Goal
Transcribe every row below exactly, leaving the pictures out of your copy.

Records provided
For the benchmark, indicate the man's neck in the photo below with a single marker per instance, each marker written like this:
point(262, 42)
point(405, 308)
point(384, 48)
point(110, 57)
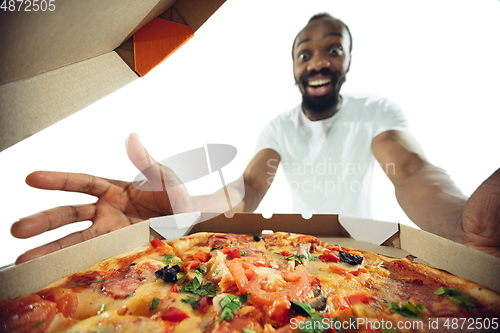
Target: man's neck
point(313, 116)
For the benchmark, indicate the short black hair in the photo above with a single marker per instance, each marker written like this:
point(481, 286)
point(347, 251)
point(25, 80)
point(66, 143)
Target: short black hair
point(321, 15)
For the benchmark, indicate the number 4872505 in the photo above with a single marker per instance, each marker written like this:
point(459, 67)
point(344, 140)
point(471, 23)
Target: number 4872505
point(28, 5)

The result
For the benchmark, indicate the man's neck in the photo below with a single marker per instance, each marker written like this:
point(262, 42)
point(405, 308)
point(384, 48)
point(110, 57)
Target: man's neck
point(313, 116)
For the benchmark, indicate the short black hair in the photo above with a single marker per instance, each marker written like this:
point(481, 286)
point(347, 251)
point(25, 80)
point(66, 143)
Target: short black hair
point(321, 15)
For the benchmark, indicate the number 4872505 in the photo above with a single marker per instance, each marker written like this:
point(459, 67)
point(344, 140)
point(471, 23)
Target: number 4872505
point(28, 5)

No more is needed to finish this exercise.